(begin)

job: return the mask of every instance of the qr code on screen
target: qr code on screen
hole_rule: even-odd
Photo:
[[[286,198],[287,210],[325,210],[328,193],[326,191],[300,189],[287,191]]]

(end)
(begin)

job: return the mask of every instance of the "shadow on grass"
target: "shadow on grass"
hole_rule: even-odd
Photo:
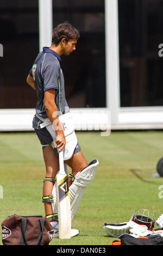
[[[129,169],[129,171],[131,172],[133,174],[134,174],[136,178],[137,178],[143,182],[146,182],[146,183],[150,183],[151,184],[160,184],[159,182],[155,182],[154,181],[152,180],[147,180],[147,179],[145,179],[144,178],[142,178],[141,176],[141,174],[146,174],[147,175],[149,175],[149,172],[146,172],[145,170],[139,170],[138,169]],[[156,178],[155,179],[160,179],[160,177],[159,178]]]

(end)

Select and copy every line in the entries above that contains the word "return". Case counts.

job: return the mask of every instance of the qr code on screen
job: return the mask of every instance of the "shadow on grass"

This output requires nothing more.